*To do*: Output each line of the following material unchanged, with nothing added or left out.

+---+

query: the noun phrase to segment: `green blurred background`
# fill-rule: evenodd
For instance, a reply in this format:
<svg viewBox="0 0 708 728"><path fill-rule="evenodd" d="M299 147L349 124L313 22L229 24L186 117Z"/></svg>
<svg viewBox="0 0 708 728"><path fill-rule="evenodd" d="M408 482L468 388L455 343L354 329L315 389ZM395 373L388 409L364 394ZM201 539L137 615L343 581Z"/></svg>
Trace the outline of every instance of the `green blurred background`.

+---+

*Reply to the task*:
query: the noun phrase to segment: `green blurred background`
# fill-rule: evenodd
For instance, a reply in this format:
<svg viewBox="0 0 708 728"><path fill-rule="evenodd" d="M299 147L349 124L313 22L229 24L186 117Z"/></svg>
<svg viewBox="0 0 708 728"><path fill-rule="evenodd" d="M408 482L468 388L455 343L354 329L315 389ZM395 373L388 409L364 394ZM201 539L137 615L343 581Z"/></svg>
Trace the outline of every instance of the `green blurred background`.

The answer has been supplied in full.